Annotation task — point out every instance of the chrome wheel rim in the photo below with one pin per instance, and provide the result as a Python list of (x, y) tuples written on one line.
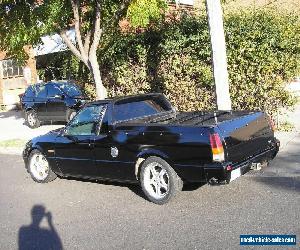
[(39, 166), (72, 116), (156, 180), (31, 119)]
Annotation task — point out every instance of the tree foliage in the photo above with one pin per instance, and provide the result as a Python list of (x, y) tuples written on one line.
[(23, 23)]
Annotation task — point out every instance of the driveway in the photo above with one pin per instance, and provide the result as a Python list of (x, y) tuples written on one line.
[(12, 126)]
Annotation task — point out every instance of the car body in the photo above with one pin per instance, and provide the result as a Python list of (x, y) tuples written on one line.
[(142, 139), (51, 101)]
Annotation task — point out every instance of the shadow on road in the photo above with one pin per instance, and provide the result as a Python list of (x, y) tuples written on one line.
[(287, 183), (35, 237)]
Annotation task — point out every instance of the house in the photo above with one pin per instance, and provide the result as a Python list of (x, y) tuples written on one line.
[(14, 78)]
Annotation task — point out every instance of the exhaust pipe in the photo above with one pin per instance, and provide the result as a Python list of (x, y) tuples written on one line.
[(256, 166)]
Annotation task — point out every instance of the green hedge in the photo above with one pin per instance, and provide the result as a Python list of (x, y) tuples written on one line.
[(263, 50), (174, 58)]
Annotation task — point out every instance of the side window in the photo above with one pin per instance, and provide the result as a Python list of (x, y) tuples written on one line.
[(53, 91), (86, 121), (131, 110), (30, 92), (41, 91)]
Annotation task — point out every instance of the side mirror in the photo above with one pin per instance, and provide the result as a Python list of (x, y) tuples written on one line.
[(61, 97)]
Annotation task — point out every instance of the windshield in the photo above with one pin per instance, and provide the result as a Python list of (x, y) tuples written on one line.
[(71, 89)]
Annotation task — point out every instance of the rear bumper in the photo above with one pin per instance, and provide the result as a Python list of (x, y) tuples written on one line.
[(222, 172)]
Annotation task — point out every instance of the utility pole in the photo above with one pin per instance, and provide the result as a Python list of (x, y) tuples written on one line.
[(216, 28)]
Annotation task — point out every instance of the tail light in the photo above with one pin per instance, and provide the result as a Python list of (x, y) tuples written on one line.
[(216, 147)]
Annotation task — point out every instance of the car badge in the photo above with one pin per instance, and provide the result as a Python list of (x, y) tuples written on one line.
[(114, 151)]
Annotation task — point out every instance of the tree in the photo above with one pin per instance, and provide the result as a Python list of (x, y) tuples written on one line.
[(23, 23)]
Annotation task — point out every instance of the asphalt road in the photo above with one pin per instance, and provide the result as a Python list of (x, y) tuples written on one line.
[(88, 215)]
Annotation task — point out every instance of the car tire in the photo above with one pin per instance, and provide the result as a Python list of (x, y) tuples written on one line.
[(32, 119), (159, 181), (70, 114), (39, 168)]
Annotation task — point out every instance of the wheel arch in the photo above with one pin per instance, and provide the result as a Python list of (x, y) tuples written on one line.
[(146, 153), (35, 147)]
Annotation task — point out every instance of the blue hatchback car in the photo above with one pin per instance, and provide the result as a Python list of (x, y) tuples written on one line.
[(51, 101)]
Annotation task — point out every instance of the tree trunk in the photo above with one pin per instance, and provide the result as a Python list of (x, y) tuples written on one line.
[(101, 92)]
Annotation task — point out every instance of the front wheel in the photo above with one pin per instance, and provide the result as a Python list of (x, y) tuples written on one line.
[(159, 181), (39, 168)]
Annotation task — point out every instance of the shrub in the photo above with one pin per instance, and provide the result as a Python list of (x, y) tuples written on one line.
[(263, 55), (174, 57)]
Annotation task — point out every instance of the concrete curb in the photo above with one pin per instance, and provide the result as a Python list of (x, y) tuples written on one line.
[(11, 151)]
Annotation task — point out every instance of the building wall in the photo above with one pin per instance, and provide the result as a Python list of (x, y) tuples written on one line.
[(12, 87)]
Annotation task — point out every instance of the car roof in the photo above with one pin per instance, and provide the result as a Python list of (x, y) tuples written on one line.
[(137, 97)]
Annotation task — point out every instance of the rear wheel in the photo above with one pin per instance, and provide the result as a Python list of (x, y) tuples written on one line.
[(159, 181), (32, 119), (39, 168)]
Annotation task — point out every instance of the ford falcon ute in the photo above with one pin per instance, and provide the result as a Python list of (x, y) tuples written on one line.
[(143, 139)]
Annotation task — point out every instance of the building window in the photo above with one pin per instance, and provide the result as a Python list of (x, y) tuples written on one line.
[(10, 68)]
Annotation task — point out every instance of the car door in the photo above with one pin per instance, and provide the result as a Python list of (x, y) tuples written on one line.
[(74, 150), (111, 153), (40, 101), (56, 107)]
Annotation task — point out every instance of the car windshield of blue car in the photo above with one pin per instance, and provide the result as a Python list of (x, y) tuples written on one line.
[(71, 89)]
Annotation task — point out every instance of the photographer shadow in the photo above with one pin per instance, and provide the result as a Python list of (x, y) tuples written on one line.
[(35, 237)]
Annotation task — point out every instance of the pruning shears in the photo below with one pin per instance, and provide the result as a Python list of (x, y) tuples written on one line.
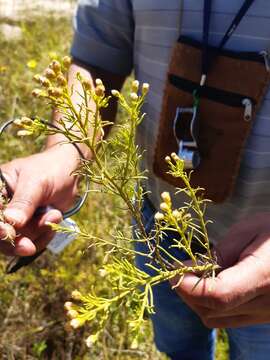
[(18, 262)]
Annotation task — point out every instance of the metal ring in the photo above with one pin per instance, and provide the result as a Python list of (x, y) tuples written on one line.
[(77, 207)]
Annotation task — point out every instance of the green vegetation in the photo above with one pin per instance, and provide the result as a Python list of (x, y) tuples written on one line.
[(33, 323)]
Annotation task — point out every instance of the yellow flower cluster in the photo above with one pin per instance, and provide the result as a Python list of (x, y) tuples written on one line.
[(53, 80)]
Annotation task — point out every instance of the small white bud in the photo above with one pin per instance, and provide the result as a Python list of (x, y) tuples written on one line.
[(145, 88), (76, 323), (159, 216), (76, 295), (68, 305), (164, 207), (174, 156), (72, 313), (166, 197), (24, 133), (115, 93), (176, 214), (135, 86), (91, 340), (98, 82), (102, 272), (133, 96)]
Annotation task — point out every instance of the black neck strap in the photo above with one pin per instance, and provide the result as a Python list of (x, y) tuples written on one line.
[(206, 60)]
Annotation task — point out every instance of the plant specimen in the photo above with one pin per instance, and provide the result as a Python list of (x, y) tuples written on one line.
[(114, 168)]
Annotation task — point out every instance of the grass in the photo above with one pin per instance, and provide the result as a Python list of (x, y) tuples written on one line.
[(32, 318)]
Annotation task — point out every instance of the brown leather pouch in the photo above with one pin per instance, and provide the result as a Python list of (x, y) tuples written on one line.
[(235, 88)]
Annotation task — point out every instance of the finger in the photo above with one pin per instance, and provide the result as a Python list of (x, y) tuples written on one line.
[(28, 196), (6, 248), (42, 242), (37, 237), (24, 247), (39, 224), (231, 288)]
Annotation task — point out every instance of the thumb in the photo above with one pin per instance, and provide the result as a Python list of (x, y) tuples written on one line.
[(28, 196)]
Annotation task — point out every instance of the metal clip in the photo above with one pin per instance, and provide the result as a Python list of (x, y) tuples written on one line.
[(248, 109), (187, 142), (265, 55)]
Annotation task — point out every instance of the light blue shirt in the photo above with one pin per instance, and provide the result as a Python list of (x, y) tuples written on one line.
[(122, 35)]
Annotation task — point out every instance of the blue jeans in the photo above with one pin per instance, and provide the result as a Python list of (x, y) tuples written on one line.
[(179, 332)]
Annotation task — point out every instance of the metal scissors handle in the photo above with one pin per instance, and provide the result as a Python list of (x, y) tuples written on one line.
[(20, 261)]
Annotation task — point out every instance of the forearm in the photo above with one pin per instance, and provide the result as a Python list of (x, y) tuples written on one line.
[(111, 81)]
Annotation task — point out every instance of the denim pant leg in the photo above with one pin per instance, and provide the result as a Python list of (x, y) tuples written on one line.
[(178, 331), (250, 342)]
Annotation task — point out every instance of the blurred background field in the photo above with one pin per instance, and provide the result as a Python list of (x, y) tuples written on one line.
[(32, 320)]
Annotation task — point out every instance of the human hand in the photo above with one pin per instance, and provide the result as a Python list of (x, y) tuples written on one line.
[(240, 294), (37, 181)]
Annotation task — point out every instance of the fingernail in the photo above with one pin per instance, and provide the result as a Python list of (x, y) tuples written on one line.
[(53, 217), (14, 216)]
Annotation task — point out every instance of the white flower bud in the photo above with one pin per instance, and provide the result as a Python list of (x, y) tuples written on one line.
[(145, 88), (98, 82), (115, 93), (176, 214), (76, 323), (72, 313), (133, 96), (102, 272), (66, 61), (135, 86), (68, 305), (174, 156), (24, 133), (76, 295), (166, 197), (164, 207), (159, 216)]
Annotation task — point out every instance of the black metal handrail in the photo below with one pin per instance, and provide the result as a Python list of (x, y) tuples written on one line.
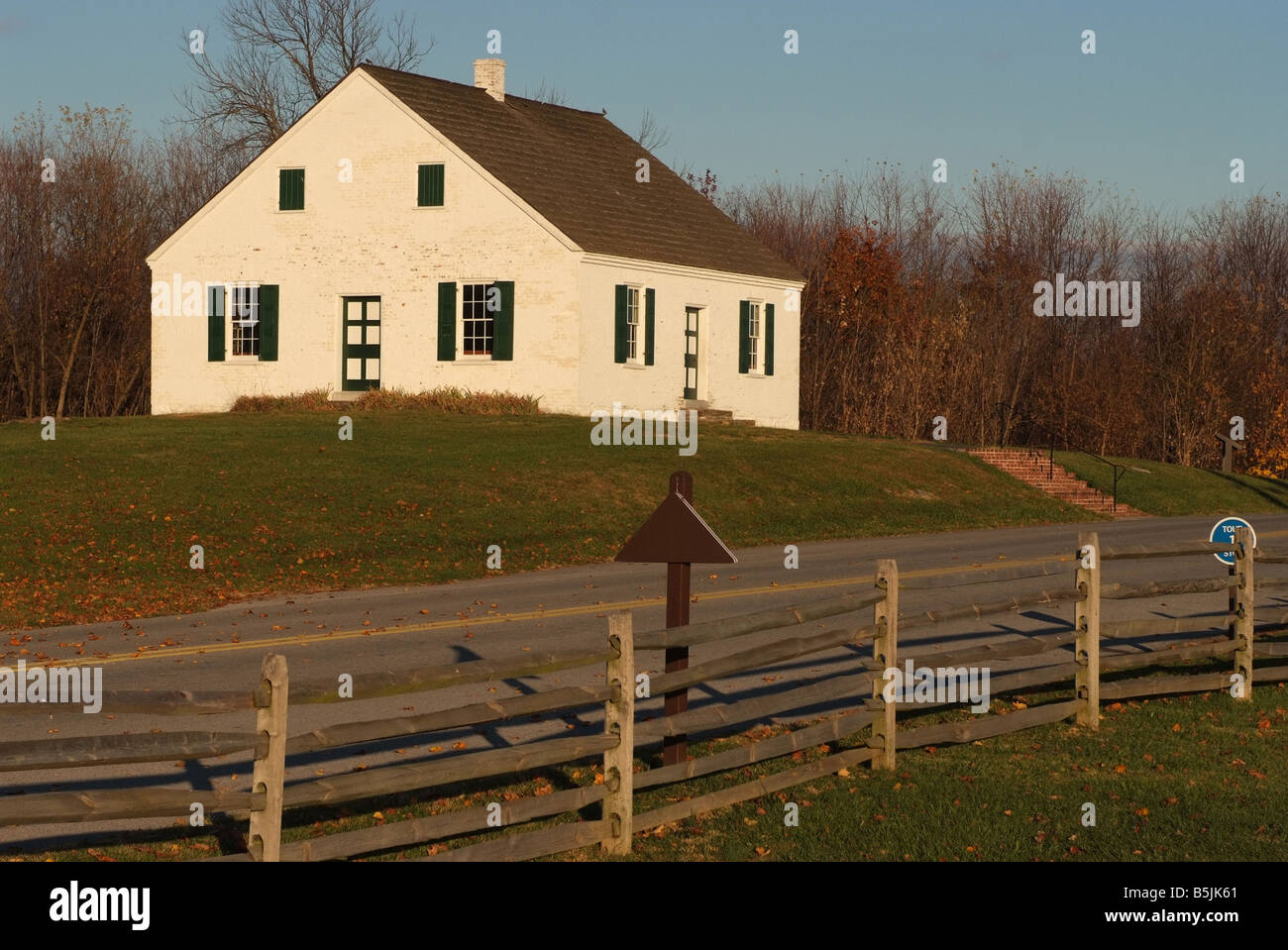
[(1001, 441)]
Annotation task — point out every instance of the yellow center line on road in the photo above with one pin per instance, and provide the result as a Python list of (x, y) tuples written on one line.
[(581, 610)]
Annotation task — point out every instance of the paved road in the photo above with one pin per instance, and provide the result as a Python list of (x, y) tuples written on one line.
[(326, 635)]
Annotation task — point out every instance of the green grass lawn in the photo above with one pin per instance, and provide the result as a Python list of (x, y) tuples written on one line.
[(1158, 488), (97, 524), (1186, 778)]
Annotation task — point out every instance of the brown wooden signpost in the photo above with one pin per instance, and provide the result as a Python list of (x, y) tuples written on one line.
[(677, 536)]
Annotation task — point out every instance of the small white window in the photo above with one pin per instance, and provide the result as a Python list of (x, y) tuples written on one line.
[(632, 325), (244, 312), (478, 321)]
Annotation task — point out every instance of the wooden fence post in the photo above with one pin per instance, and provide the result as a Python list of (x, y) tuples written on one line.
[(1243, 613), (619, 720), (1086, 620), (885, 648), (269, 773)]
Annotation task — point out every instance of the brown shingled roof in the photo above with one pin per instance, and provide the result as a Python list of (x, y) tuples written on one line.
[(578, 170)]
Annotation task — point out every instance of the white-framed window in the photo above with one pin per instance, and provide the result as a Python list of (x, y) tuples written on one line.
[(244, 313), (634, 343), (480, 304)]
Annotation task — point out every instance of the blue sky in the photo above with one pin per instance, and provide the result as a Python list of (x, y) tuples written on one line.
[(1173, 91)]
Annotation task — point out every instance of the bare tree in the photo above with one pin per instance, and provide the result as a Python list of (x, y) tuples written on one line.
[(652, 134), (282, 55), (549, 94)]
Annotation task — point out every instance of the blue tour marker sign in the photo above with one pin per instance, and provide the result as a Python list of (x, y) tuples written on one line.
[(1223, 533)]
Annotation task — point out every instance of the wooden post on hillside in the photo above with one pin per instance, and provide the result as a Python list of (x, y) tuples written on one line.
[(619, 720), (1086, 620), (1243, 606), (269, 772), (885, 648), (678, 537)]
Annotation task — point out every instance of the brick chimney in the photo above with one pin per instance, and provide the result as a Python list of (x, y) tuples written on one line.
[(489, 75)]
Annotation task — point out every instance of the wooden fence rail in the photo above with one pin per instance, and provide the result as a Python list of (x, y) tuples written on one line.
[(861, 695)]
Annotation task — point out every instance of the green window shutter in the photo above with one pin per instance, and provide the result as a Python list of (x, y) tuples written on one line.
[(769, 339), (429, 185), (648, 327), (502, 340), (268, 322), (619, 342), (215, 326), (290, 189), (433, 185), (743, 335), (447, 319)]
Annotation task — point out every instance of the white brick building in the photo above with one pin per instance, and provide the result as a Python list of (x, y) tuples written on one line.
[(412, 232)]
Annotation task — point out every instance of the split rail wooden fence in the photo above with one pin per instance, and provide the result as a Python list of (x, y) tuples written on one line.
[(837, 707)]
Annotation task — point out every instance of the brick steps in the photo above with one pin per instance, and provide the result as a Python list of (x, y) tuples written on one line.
[(721, 417), (1033, 469)]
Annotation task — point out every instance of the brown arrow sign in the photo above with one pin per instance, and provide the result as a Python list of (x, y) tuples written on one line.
[(675, 534)]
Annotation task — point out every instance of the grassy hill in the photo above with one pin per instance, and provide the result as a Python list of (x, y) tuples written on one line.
[(98, 523), (1159, 488)]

================================

▶ _Work instruction_:
Please repeat the lines above exactly, beginning with the line that contains "Annotation task — point out every instance of the grassy" and ending with the final one.

▶ _Task response_:
Annotation task — point out every instance of the grassy hill in the photo above with one pin per instance, and provide the result as a Python list of (x, y) tuples written on one line.
[(98, 523), (1159, 488)]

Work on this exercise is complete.